The twelve studies here are arranged in three distinct groups – Arabic and Judaeo-Arabic philosophy, Jewish mysticism, and modern philosophy. One theme that appears in various forms and from different angles in the first two sections is that of ‘Images of the Divine’. It figures not only in the account of mystical imagery but also in the discussion of the ‘Know thyself’ motif, and is closely allied to the subject-matter of the studies dealing with man’s ascent to the vision of God and his ultimate felicity.

In the third section three thinkers are discussed: the English Deist, William Wollaston, who is shown to be steeped in the medieval Jewish traditions of philosophy and mysticism; Moses Mendelssohn, the philosopher of eighteenth-century Enlightenment, whose thesis asserting Spinoza’s influence on Leibniz’s doctrine of the pre-established Harmony is investigated critically; and Franz Rosenzweig, the most brilliant religious philosopher in twentieth-century Jewry, whose notion of History is analysed.

(Excerpt from a dataset)
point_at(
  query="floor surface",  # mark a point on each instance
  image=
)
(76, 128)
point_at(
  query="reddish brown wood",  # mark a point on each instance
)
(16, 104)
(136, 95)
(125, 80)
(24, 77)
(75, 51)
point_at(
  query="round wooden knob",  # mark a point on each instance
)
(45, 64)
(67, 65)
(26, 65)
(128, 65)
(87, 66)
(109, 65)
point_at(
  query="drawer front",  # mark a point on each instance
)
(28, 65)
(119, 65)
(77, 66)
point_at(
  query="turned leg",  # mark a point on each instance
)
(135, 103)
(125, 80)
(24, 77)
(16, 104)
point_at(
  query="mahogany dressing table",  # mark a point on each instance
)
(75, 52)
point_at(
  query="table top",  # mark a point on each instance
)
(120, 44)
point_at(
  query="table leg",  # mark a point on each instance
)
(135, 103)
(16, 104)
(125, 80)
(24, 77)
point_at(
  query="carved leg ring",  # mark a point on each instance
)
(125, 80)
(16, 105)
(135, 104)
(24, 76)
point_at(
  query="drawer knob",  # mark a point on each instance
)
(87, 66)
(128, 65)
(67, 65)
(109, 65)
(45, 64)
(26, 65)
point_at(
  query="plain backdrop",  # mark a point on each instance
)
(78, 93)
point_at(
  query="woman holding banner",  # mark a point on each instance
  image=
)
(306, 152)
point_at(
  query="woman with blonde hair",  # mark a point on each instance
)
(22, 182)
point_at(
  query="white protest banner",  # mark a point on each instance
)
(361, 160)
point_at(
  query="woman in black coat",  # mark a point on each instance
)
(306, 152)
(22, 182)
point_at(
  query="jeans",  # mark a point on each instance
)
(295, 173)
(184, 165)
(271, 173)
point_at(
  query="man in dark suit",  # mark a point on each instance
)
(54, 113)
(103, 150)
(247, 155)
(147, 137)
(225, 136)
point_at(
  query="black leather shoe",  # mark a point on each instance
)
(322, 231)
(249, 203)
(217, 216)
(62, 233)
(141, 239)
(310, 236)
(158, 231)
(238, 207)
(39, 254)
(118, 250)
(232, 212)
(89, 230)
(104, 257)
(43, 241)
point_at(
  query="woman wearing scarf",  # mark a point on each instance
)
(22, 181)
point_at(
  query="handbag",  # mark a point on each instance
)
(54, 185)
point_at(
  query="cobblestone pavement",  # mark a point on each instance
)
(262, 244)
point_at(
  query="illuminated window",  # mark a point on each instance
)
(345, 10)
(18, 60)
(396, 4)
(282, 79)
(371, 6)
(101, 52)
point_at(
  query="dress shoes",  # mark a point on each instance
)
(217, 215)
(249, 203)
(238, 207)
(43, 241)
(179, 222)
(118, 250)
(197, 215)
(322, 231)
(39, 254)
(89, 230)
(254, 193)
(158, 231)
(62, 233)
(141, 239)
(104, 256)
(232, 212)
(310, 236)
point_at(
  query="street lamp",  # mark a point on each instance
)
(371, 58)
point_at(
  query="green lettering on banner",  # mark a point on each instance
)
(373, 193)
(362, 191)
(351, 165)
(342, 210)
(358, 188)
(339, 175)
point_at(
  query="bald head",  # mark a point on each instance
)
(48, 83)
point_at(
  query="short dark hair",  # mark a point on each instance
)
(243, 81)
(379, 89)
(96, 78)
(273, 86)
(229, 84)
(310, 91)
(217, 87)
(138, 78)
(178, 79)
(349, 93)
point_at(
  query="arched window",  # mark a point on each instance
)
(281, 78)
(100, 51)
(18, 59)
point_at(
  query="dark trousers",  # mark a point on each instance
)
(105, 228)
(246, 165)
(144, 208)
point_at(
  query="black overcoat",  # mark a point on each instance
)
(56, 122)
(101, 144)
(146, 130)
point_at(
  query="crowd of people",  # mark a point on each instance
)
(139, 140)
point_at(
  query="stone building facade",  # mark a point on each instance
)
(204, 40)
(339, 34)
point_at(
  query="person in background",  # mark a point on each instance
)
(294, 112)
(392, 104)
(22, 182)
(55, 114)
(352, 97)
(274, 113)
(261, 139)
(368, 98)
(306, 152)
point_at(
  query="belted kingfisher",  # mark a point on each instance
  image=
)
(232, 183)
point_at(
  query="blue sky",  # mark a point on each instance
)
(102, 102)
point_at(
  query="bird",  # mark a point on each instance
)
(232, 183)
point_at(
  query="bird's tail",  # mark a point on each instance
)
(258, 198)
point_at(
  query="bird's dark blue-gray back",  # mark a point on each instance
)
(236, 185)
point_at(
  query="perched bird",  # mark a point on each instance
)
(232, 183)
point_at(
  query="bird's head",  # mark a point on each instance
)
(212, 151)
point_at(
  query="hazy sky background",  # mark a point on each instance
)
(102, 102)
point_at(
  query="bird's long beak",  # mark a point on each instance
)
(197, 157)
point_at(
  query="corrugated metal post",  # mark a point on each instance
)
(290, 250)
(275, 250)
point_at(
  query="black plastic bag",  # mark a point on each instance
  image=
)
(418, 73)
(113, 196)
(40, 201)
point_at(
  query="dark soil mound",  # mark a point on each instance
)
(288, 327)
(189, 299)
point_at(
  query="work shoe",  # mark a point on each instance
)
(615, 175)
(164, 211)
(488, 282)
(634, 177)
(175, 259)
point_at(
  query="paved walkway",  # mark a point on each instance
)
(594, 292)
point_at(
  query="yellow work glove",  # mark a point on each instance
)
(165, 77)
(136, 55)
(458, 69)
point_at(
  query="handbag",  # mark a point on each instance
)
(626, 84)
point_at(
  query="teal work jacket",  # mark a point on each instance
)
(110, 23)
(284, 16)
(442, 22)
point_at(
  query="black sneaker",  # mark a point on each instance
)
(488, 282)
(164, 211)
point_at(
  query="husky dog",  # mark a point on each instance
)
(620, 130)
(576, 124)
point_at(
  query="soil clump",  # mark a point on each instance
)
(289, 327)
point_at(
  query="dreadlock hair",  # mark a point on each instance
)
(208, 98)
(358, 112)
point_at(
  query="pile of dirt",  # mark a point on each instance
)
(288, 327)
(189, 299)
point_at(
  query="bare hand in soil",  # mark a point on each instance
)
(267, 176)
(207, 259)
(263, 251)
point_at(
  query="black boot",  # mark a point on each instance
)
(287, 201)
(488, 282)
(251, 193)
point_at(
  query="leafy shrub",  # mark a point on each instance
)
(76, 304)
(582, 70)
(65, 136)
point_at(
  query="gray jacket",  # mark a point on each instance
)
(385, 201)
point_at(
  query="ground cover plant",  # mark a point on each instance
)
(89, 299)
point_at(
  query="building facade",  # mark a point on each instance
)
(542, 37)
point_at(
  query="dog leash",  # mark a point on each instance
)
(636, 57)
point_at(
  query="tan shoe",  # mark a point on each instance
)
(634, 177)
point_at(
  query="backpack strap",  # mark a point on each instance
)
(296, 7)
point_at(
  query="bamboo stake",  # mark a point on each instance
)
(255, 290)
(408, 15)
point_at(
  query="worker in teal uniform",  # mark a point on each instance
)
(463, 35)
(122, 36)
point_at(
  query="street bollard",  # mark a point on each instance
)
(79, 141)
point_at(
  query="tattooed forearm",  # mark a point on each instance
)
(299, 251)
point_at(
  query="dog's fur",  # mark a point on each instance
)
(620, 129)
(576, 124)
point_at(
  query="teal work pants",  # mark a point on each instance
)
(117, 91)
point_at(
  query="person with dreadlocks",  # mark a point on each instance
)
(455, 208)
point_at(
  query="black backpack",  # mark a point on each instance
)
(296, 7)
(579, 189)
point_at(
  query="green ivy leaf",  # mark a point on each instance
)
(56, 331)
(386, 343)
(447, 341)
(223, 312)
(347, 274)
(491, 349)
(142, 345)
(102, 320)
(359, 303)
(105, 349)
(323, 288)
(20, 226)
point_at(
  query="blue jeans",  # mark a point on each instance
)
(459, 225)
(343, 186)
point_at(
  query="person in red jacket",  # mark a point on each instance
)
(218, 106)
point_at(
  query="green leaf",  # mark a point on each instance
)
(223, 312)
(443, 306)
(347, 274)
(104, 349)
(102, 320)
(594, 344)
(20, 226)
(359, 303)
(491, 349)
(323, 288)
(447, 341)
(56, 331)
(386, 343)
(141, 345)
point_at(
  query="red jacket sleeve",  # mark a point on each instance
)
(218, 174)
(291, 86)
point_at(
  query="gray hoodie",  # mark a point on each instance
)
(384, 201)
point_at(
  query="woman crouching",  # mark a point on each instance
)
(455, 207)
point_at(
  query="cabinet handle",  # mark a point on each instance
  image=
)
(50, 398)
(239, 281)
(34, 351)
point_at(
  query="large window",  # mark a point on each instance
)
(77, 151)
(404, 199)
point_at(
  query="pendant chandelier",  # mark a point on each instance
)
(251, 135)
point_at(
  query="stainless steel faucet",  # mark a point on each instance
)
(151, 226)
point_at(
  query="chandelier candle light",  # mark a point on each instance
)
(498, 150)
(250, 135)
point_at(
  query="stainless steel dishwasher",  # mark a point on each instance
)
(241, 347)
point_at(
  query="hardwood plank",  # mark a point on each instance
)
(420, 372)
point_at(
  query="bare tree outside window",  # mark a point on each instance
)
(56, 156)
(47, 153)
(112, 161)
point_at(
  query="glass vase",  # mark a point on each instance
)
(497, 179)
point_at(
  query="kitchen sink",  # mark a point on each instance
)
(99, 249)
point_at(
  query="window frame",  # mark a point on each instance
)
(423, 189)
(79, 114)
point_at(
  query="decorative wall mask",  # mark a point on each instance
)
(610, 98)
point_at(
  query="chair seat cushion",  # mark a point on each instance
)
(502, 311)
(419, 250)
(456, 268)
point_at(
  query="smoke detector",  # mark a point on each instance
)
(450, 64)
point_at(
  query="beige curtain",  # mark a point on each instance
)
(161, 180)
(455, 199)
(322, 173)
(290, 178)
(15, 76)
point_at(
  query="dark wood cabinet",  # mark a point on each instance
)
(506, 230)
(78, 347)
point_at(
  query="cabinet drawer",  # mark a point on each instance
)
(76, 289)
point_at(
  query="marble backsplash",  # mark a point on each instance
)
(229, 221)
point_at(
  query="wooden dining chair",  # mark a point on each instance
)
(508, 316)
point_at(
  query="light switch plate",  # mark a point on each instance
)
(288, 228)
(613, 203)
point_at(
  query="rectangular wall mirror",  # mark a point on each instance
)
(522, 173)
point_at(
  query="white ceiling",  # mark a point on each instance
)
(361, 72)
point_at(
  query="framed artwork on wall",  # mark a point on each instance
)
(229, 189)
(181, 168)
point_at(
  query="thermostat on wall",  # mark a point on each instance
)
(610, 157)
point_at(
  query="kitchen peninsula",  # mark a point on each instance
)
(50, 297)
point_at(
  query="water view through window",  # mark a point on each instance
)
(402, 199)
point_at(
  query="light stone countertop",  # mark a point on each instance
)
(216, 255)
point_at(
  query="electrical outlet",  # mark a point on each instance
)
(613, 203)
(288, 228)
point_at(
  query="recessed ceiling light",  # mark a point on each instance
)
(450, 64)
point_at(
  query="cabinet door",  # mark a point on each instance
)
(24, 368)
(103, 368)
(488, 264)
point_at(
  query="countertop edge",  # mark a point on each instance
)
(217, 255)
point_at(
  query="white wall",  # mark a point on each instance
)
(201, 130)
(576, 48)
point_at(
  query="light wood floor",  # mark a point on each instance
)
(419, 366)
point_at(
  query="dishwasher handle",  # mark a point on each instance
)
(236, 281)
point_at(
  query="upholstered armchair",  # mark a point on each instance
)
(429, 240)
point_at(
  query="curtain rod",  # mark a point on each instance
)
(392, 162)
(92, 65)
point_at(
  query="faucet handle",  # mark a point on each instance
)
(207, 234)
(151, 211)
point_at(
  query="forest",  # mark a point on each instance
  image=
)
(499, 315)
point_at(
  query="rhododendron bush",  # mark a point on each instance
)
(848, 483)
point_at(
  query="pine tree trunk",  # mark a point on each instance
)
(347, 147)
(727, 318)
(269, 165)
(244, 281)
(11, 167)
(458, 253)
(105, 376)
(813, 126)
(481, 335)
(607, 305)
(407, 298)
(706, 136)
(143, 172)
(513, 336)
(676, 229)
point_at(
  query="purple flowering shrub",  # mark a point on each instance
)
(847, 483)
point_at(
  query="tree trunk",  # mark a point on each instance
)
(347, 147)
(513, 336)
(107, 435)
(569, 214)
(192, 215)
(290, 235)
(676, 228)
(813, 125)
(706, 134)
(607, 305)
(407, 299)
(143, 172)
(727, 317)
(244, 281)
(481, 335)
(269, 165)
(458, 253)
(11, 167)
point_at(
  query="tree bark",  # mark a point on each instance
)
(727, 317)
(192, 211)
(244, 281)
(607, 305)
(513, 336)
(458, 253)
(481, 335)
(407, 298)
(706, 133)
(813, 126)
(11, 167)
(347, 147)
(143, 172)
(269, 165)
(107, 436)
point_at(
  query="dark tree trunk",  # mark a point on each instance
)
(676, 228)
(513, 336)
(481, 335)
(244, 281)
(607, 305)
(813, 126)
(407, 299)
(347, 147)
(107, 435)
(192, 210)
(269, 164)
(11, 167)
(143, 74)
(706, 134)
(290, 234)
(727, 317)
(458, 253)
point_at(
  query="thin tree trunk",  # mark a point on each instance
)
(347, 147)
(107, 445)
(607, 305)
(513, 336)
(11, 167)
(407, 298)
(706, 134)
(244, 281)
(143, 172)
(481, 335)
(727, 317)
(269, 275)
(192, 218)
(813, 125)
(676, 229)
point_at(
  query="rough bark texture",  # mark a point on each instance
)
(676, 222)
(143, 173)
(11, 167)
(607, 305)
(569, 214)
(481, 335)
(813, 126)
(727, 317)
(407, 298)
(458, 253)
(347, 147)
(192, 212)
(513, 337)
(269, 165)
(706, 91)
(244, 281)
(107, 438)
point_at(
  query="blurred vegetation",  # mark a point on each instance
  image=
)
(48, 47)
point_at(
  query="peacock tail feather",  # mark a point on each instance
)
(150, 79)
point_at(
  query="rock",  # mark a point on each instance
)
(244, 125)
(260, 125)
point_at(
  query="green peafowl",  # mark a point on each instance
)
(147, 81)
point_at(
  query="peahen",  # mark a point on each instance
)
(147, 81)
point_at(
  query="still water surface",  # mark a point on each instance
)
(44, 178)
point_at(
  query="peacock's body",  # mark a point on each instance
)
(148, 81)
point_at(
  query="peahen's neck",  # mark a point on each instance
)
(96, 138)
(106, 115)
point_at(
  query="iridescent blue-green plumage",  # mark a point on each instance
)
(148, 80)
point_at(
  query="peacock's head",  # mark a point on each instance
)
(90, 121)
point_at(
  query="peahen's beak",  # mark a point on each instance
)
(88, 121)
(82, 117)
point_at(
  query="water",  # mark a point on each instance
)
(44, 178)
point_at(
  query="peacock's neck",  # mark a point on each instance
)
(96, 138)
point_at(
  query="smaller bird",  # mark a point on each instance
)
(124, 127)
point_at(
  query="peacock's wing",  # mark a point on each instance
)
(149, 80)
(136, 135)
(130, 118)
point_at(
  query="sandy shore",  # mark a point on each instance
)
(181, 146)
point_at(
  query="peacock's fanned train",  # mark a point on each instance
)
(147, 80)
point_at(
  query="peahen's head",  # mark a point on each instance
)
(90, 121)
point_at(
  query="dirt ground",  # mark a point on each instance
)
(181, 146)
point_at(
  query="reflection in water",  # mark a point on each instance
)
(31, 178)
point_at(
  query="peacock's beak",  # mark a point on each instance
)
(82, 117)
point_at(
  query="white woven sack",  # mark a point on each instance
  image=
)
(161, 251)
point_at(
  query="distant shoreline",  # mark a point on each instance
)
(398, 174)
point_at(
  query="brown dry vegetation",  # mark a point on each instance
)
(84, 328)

• _Task prompt_: Edit the passage on the twelve studies by rewriting the stretch from "In the third" through "History is analysed." with "Deist" replaced by "freethinker". These records were taken from a different source than the passage.

• _The completed task_:
In the third section three thinkers are discussed: the English freethinker, William Wollaston, who is shown to be steeped in the medieval Jewish traditions of philosophy and mysticism; Moses Mendelssohn, the philosopher of eighteenth-century Enlightenment, whose thesis asserting Spinoza’s influence on Leibniz’s doctrine of the pre-established Harmony is investigated critically; and Franz Rosenzweig, the most brilliant religious philosopher in twentieth-century Jewry, whose notion of History is analysed.